§ **Set problem A**
Using the Freedom Ship passage, decide whether each statement agrees with it: (i) the ship will be more than a mile long and 25 storeys high; (ii) US residents will be exempt from paying taxes; (iii) the project is still on hold. For each, answer yes or no and quote the words from the passage that settle it.

§ **Source passage**
It seems only apropos the current exuberance that, having been put on hold due to the economic crisis, an ambitious project to build the world's biggest ship and create "a community that offers unique lifestyle opportunities" is back on track and seeking investors. With calls for wealth taxes increasing and "the 1%" becoming increasingly separate from the rest of the world, what better way that the ironically named "Freedom Ship," which as IBTimes reports, will be a vast floating city that will be more than a mile long and 25 storeys high. It will cost $10bn to build and will constantly circumnavigates the globe; and while US residents may still need to pay taxes, residents of other countries "may realise tax savings by residing in or running businesses in the Freedom Ship Community."
Aimed at creating the world's first mobile community, Freedom Ship will be the largest ship ever built at over a mile long and 25 storeys high.
Freedom Ship: The $10 Billion Floating City for the Super Rich has been redesigned ahead of an expected launch.
Having been put on hold due to the economic crisis, an ambitious project to build the world's biggest ship and create "a community that offers unique lifestyle opportunities" is back on track and seeking investors.

Stored data entries:
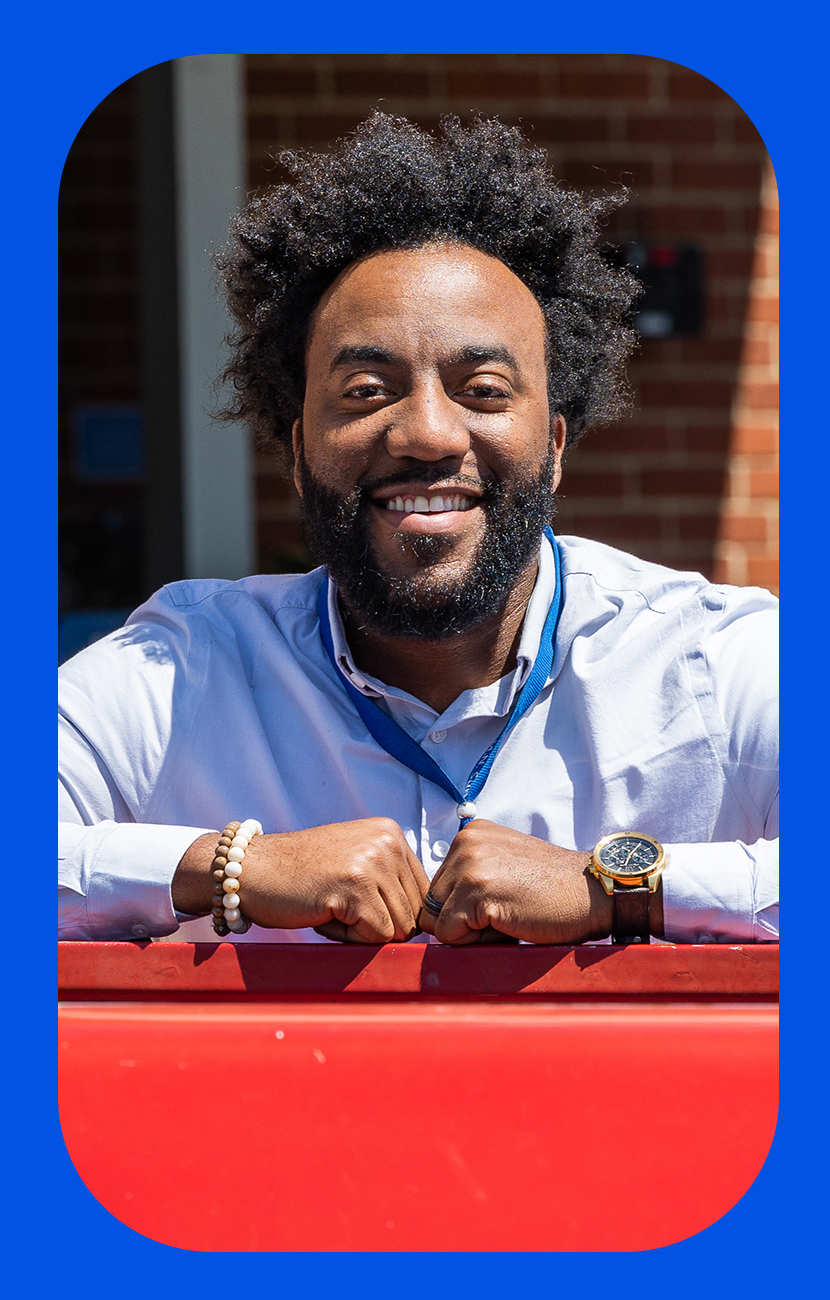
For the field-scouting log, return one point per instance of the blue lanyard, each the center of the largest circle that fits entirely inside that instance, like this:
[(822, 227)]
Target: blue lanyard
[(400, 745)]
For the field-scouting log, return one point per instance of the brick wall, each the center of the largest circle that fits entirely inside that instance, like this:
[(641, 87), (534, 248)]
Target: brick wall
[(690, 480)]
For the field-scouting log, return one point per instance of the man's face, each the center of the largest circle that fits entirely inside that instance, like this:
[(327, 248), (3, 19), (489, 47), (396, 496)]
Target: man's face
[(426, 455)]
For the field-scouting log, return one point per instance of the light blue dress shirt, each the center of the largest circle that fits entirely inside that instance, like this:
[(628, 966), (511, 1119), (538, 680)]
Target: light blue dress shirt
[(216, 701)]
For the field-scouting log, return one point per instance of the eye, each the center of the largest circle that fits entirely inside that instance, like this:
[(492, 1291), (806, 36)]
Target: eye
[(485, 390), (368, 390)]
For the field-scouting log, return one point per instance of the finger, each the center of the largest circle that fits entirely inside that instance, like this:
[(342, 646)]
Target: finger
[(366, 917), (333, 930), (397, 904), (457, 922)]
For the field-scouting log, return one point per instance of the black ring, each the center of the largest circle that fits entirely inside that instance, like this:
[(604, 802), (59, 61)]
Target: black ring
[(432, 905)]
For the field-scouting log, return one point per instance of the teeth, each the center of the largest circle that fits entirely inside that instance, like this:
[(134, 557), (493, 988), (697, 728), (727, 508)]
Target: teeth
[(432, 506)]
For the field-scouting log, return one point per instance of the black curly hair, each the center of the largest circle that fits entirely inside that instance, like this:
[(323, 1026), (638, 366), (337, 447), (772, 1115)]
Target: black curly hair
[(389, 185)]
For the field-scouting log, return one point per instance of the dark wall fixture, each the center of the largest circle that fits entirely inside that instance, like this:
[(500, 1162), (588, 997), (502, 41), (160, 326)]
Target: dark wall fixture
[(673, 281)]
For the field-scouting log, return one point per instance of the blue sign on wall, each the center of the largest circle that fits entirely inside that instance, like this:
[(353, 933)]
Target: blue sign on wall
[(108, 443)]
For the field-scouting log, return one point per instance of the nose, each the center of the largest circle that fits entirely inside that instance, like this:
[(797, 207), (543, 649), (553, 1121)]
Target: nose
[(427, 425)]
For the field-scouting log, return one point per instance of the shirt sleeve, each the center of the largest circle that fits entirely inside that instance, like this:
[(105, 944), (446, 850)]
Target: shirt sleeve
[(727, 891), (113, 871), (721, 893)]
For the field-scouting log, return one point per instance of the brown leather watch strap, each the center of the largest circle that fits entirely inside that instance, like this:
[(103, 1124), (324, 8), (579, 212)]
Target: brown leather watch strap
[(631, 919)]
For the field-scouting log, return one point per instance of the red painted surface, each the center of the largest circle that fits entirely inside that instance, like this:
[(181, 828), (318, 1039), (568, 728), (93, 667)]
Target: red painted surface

§ **Set problem B**
Recast the stored data entries as a JSON list of strings, one string per line and with blank lines left out, starting at the line that contains "the finger, each" and ending at the line that contains "[(432, 506)]".

§ **Problem solution A**
(i) Yes: "more than a mile long and 25 storeys high"
(ii) No: "while US residents may still need to pay taxes"
(iii) No: "is back on track and seeking investors"

§ **Problem solution B**
[
  "For the field-scouting log, return one point per instance of the finger, each the center of the largest circle that fits entirely inside that instance, like this:",
  "[(342, 646)]",
  "Target: finger",
  "[(366, 917), (333, 930), (397, 904), (457, 922)]",
  "For the field-scouting log, return one point per instance of the black ring, each the center of the largest circle that fits entirely inside that instance, like this:",
  "[(604, 802), (59, 61)]",
  "Target: black ring",
  "[(432, 905)]",
  "For the field-scouting log, return one point per instance of the teeth, each the center of the largest circle that fits entirely inside that instance, like this:",
  "[(134, 557), (493, 988), (697, 728), (727, 508)]",
  "Target: teeth",
  "[(432, 506)]"
]